Dziś przychodzę do was z recenzją młodzieżówki od Wydawnictwa Kobiecego. "Narodziny królowej" to propozycja dla fanów fantastyki. Sama nie mogłam oprzeć się tej pozycji i zdecydowałam się po nią sięgnąć. Dynastie, królestwa, uśpiona magia i intrygi - to coś dla mnie! A więc, co wynikło z tego spotkania? Przeczytajcie sami.
Narodziny królowej
Historia Brienny rozpoczyna się w 1559 roku, kiedy jako dziesięciolatka trafia do Domu Magnalii, miejsca w którym utalentowane dziewczęta doskonalą swoje pasje, a należą do nich: sztuka, muzyka, sztuki dramatyczne, błyskotliwość oraz wiedza. Niestety, żadna z tych dziedzin nie jest bliska sercu dziewczyny. Po siedmiu latach nauki nadszedł wymarzony dzień dla dziewcząt z Magnalii – czas wręczenia peleryny. Jednak los ma zupełnie inne plany wobec Brienny. Brienna odkrywa prawdę o swoim pochodzeniu, która jest kluczem do zwrócenia tronu Meaveny prawowitej królowej oraz obudzenia uśpionej od dawna magii.
Czy to kolejna odsłona Gry o Tron?
„Narodziny królowej” to debiutancka powieść Rebeccy Ross, która została niezwykle dobrze przyjęta za granicą. Jak głosiły polskie zapowiedzi - „ Narodziny królowej to magiczne połączenie Gry o Tron i Czerwonej Królowej”. Czy faktycznie tak było? Nie do końca, bo akcja powieści w żaden sposób nie dorównuje intrygom i dynamice „Gry o tron”. Jedynie co może łączyć te dwa tytuły to magiczny klimat, który w „Narodzinach królowej” dopiero raczkuje i prawdopodobnie w drugim tomie stanie na nogi oraz rozbudowany wątek królestw i dynastii nakreślony w bardzo interesujący sposób.
Bohaterowie
Powieść oferuje nam szeroką gamę postaci. Jedni odgrywają epizodyczną rolę, inni stanowią tło do głównej linii fabularnej a jeszcze inni towarzyszą czytelnikom do samego końca. Brienna to bohaterka, którą od razu polubiłam. Choć nie jest wyrazistą bohaterką na tle podobnych sobie postaci w literaturze to w decydujących momentach potrafi wziąć sprawy w swoje ręce, co cenię sobie w kobiecych postaciach. Obok młodej pasjanki na pierwszy plan wychodzi także postać tajemniczego mentora dziewczyny – Cartiera. Spodobał mi się twist jaki autorka zaserwowała względem tej postaci i chyba było to dla mnie jedyne zaskoczenie w całej tej historii. W książce nie zabrakło także romansu, jednak nie odgrywa on głównej roli, był subtelny i wyważony, dzięki czemu historia tylko na tym zyskała.

Zadanie A
Przepisz dosłownie fragment recenzji, który zaczyna się od słów „Bohaterowie”, a kończy na „na tym zyskała.”.
Zadanie B
Wymień wszystkie dziedziny, w których według recenzji dziewczęta doskonalą się w Domu Magnalii.
Zadanie C
W którym roku, jak podaje recenzja, rozpoczyna się historia Brienny?

Wyciąg z danych
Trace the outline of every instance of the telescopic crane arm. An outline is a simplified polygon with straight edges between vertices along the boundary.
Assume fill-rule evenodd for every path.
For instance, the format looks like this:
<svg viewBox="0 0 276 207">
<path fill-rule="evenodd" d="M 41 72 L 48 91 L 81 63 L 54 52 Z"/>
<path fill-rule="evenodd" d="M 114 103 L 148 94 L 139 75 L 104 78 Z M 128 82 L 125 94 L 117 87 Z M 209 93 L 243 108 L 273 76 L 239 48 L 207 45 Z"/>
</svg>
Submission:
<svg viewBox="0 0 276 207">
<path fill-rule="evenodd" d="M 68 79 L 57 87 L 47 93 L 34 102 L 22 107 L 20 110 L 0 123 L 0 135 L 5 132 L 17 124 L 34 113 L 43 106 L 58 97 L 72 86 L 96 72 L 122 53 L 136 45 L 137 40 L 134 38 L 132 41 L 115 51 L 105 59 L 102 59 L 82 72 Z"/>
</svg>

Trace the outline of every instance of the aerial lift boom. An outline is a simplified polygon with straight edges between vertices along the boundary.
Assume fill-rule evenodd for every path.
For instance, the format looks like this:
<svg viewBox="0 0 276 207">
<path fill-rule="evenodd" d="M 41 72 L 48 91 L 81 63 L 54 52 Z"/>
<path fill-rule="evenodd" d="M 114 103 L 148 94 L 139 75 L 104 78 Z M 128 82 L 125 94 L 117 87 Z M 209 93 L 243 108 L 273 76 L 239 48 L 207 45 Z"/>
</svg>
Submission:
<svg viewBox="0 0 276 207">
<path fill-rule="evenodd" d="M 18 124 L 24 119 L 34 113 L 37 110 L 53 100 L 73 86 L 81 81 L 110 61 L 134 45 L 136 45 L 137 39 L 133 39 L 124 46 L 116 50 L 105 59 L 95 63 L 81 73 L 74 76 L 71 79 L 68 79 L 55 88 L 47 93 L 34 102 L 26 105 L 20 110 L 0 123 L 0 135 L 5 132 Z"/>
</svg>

Odpowiedź pisemna A
Bohaterowie
Powieść oferuje nam szeroką gamę postaci. Jedni odgrywają epizodyczną rolę, inni stanowią tło do głównej linii fabularnej a jeszcze inni towarzyszą czytelnikom do samego końca. Brienna to bohaterka, którą od razu polubiłam. Choć nie jest wyrazistą bohaterką na tle podobnych sobie postaci w literaturze to w decydujących momentach potrafi wziąć sprawy w swoje ręce, co cenię sobie w kobiecych postaciach. Obok młodej pasjanki na pierwszy plan wychodzi także postać tajemniczego mentora dziewczyny – Cartiera. Spodobał mi się twist jaki autorka zaserwowała względem tej postaci i chyba było to dla mnie jedyne zaskoczenie w całej tej historii. W książce nie zabrakło także romansu, jednak nie odgrywa on głównej roli, był subtelny i wyważony, dzięki czemu historia tylko na tym zyskała.

Odpowiedź pisemna B
sztuka, muzyka, sztuki dramatyczne, błyskotliwość, wiedza

Odpowiedź pisemna C
W 1559 roku.